• [WHAT IS NEEDED]:
Each line of the data that includes "knob" must be copied.
[RECORD SET Boundary: Start]
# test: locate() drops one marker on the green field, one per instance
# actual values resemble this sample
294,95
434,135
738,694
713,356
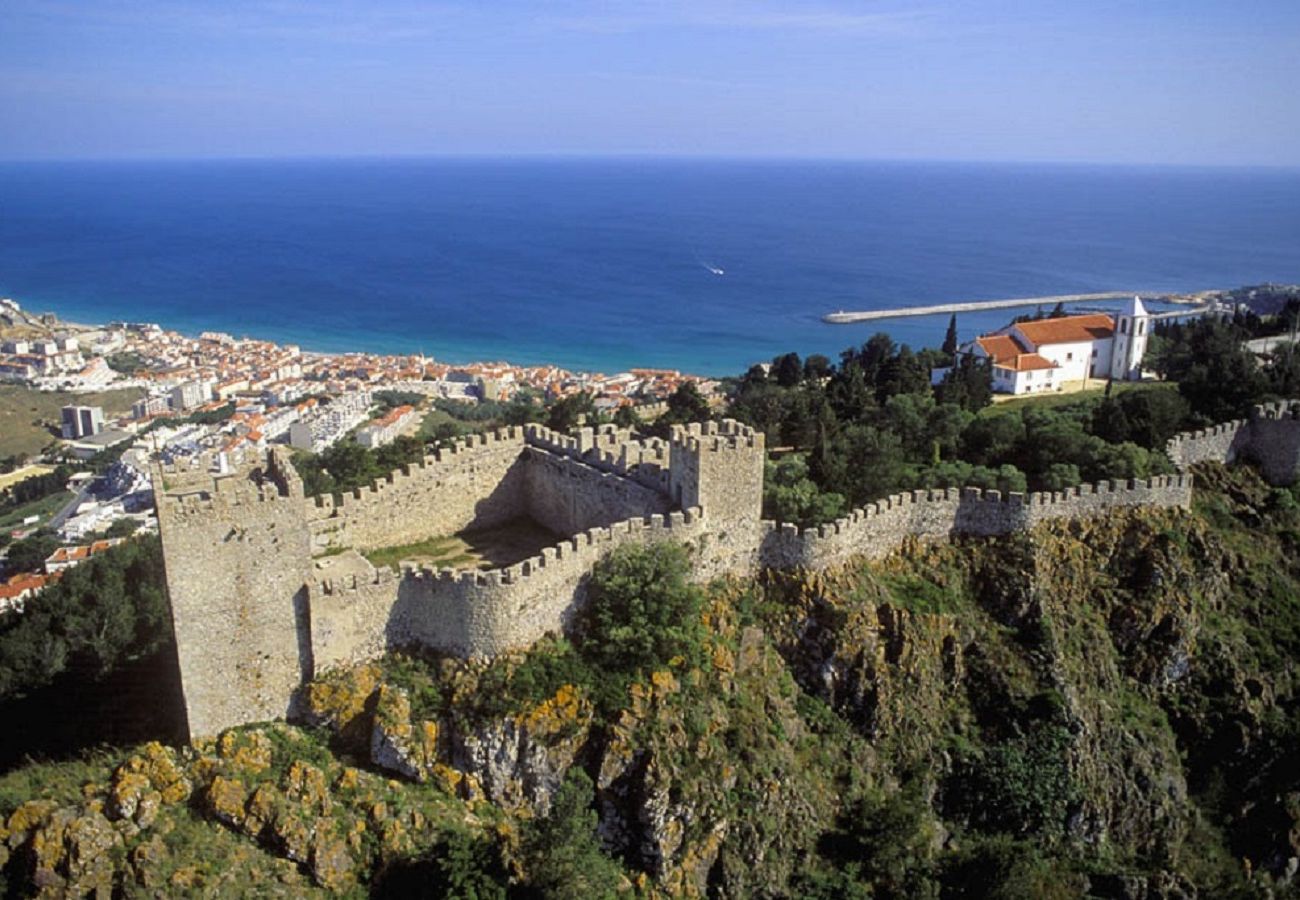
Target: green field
29,419
44,507
490,548
1069,398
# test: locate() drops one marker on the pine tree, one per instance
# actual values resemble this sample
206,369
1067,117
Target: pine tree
950,338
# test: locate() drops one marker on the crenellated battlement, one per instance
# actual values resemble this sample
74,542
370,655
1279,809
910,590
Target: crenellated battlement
246,550
880,528
1269,437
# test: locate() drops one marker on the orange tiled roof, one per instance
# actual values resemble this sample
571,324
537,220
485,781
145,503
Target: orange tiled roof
393,415
1028,363
1069,329
1000,347
1006,353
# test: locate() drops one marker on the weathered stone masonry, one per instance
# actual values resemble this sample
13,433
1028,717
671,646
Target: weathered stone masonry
1269,437
256,611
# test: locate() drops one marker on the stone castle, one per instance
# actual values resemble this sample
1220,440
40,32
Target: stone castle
269,587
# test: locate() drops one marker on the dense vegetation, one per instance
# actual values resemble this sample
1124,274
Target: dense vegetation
1103,709
872,424
96,617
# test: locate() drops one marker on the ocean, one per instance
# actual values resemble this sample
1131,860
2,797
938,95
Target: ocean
607,264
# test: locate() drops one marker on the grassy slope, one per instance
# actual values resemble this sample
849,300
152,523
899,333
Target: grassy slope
1012,675
26,416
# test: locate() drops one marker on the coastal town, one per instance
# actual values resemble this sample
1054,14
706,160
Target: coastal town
225,396
130,394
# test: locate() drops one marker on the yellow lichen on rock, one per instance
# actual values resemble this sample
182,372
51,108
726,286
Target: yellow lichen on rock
225,800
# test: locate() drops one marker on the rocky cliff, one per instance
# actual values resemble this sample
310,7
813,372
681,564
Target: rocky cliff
1103,708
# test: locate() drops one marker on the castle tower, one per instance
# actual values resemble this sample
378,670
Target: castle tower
237,550
718,466
1130,342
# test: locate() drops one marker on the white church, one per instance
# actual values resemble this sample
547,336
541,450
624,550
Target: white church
1048,354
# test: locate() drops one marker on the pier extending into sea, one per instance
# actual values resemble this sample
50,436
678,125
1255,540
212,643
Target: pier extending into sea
974,306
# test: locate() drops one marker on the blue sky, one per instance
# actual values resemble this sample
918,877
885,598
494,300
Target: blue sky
1101,81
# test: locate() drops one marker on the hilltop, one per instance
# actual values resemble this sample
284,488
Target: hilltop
1103,706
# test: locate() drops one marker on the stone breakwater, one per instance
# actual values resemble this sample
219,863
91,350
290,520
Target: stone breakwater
268,587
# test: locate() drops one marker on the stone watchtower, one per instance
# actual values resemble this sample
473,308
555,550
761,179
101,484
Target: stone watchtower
237,550
718,466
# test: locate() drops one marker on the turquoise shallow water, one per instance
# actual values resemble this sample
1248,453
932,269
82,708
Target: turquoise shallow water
702,265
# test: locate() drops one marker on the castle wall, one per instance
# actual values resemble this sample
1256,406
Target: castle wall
880,528
1270,438
1274,441
237,557
251,618
568,496
1220,444
719,467
477,483
480,614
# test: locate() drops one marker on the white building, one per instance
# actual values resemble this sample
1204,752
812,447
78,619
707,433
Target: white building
1047,354
386,428
81,422
190,394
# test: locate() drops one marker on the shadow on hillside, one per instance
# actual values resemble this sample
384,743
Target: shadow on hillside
139,701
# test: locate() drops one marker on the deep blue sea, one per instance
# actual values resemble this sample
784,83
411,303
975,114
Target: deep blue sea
605,264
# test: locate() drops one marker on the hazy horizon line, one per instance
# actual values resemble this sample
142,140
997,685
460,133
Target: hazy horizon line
640,155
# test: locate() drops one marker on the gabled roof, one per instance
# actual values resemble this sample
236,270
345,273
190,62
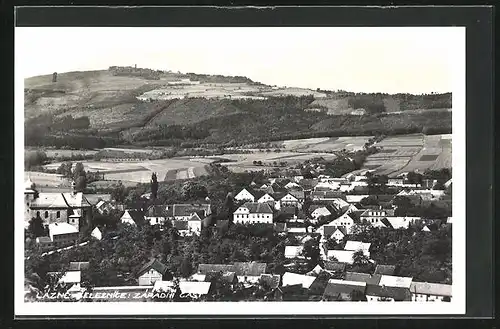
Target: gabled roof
258,208
272,280
334,266
362,277
335,288
249,268
153,264
77,266
385,269
206,268
435,289
397,293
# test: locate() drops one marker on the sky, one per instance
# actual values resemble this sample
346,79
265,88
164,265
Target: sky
359,59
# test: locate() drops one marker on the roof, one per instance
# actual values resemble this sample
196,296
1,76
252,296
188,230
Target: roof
96,199
273,280
194,287
385,269
180,225
71,277
436,289
363,277
337,287
293,251
156,211
357,245
290,279
61,228
249,268
206,268
258,208
334,266
153,264
395,281
188,209
77,266
397,293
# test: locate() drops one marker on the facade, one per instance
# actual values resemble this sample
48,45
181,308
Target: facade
430,292
253,212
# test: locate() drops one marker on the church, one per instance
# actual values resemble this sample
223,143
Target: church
72,208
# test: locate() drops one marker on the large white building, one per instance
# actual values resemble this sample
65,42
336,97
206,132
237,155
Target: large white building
253,212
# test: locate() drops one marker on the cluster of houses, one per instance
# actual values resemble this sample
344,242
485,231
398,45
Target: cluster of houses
382,285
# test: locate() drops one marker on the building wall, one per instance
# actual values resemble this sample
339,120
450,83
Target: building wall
150,277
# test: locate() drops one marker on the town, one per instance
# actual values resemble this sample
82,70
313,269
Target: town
253,236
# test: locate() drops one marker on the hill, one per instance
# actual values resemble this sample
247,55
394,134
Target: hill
128,105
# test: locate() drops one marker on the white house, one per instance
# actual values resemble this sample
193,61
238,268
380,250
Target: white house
344,220
343,256
426,292
151,272
358,245
253,212
245,195
96,233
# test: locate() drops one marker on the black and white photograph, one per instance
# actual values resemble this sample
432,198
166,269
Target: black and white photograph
298,169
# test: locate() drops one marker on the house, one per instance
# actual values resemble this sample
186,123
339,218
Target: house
246,195
395,281
343,256
249,271
355,198
156,215
63,234
363,277
334,267
253,212
96,233
151,272
291,279
104,207
184,211
358,245
385,269
379,293
293,251
78,266
342,290
344,220
56,207
426,292
132,217
317,211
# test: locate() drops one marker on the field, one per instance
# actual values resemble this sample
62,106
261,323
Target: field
411,153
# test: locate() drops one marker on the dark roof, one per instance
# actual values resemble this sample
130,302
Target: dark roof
398,293
363,277
273,280
385,269
156,211
153,264
188,209
249,268
180,224
207,268
333,266
280,227
77,266
258,208
334,289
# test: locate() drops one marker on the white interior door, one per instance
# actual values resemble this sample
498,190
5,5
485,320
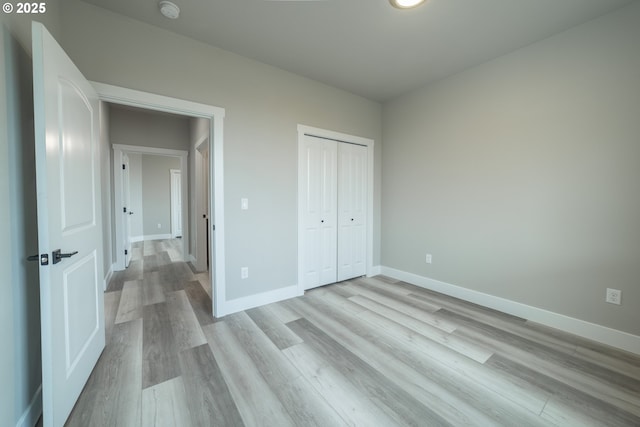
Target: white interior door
319,211
352,211
127,212
71,298
176,203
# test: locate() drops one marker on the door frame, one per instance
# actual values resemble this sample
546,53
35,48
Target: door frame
345,138
119,151
215,115
172,203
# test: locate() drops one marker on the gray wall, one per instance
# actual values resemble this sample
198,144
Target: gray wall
20,365
156,193
263,107
521,176
148,128
135,196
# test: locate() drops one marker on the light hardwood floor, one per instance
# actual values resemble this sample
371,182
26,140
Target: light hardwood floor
365,352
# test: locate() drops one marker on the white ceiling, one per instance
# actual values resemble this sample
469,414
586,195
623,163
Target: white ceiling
366,46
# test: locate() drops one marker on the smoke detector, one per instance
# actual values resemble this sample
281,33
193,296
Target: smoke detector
169,10
406,4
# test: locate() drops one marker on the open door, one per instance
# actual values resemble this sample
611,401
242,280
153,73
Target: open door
69,226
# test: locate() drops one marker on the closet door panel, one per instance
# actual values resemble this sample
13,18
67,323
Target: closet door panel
352,211
319,160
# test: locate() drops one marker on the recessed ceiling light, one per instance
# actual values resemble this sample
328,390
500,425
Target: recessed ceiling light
169,10
406,4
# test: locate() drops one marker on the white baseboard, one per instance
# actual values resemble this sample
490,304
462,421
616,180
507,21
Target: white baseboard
151,237
108,276
34,410
251,301
376,270
602,334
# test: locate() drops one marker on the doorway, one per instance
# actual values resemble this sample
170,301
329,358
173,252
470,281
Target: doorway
215,167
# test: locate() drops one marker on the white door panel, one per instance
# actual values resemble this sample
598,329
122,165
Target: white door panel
319,218
71,298
352,208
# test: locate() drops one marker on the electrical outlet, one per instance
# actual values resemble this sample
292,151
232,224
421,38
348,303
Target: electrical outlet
614,296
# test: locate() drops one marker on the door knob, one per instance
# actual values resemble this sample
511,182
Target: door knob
[RECORD SET Boundary: End]
• [RESULT OF THE EXERCISE]:
# test: locate() drops one marker on the door knob, one per instance
Target: door knob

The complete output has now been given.